(Pointing dataset records)
- - -

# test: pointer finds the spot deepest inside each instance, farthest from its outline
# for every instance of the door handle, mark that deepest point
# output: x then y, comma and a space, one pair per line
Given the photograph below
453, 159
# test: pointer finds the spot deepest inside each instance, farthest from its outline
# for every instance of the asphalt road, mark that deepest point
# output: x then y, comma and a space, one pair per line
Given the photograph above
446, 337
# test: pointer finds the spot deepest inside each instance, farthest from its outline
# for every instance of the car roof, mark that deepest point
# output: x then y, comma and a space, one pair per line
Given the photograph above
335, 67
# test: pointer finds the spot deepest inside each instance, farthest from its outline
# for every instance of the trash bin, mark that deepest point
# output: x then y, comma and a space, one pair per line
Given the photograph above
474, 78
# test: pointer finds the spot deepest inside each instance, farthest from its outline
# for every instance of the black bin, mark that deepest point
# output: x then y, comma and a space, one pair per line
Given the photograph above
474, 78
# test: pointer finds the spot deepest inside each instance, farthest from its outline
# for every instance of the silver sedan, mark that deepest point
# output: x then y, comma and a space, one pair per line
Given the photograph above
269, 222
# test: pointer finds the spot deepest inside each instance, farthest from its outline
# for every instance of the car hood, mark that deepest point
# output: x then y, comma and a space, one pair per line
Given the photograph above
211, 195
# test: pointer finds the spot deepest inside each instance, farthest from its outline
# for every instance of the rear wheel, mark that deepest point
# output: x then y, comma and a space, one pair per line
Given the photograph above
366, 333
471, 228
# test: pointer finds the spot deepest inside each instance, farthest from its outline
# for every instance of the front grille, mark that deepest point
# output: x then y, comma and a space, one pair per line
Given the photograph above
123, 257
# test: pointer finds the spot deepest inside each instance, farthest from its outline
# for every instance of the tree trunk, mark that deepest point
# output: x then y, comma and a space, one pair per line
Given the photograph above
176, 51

- - -

■ Directive ■
Return all of the above records exactly, leaving no line out.

■ Full solution ■
# test: pointer finds the spot deepest inside each instance, farthest from its outline
# for every instance of the door handle, mark that deepest point
# output: x then y, comma and a space, one pair per line
Given the photograph below
453, 159
# test: pointer finds the spot deepest inside each instance, farthest from its outline
# for every instance of the asphalt road, mark that deepest point
# output: x then y, comma and a space, one pair per line
Given the photograph above
446, 337
# test: pointer finds the spot deepest inside each instance, farthest from its outline
# for every instance of the car roof, mark that deepest point
# output: x then y, comma and a space, one pair per line
Given the photograph above
335, 67
# test: pointer finds the spot deepest inside each instance, farthest from its outline
# for every instance of the trash bin, mark that deepest point
# output: x then y, comma and a space, one pair per line
Given the photograph above
474, 78
# test: pointer finds the spot deepest inside each instance, farthest from its outline
# for every instance of the black bin, mark that deepest point
# output: x then y, comma and a space, one pair per line
Given the photograph above
474, 78
# test: pointer finds the spot deepest inside each instance, farthest from its outline
# for every instance of the silver sedan, mark that deepest point
# output: x then y, comma and a space, one pair per line
Given the photograph above
269, 222
# test: pointer finds the spot deepest inside each instance, farthest from its outline
# for every instance of the car hood, mark that deepest point
# output: x then y, comma and a space, one pair per line
Given the photograph above
211, 195
# test: pointer finds the spot deepest inside each instance, farthest from its outline
# for every instance of the rear wheel, mark that deepest point
# output: x then y, comma and a space, one pair per line
Given the photograph above
366, 333
471, 228
# test: pointer finds the spot deepest inside each instance, farthest from its outline
# for every instance of the front grille, mark that deepest point
# output: x then y, comma and a space, one pair per line
Given the photograph above
123, 257
# test: pointer finds the spot deepest inside each instance, farthest from its outline
# for every instance of the tree trunk, mark that deepest point
# output: x then y, comma and a space, one pair per line
Given the photograph above
176, 51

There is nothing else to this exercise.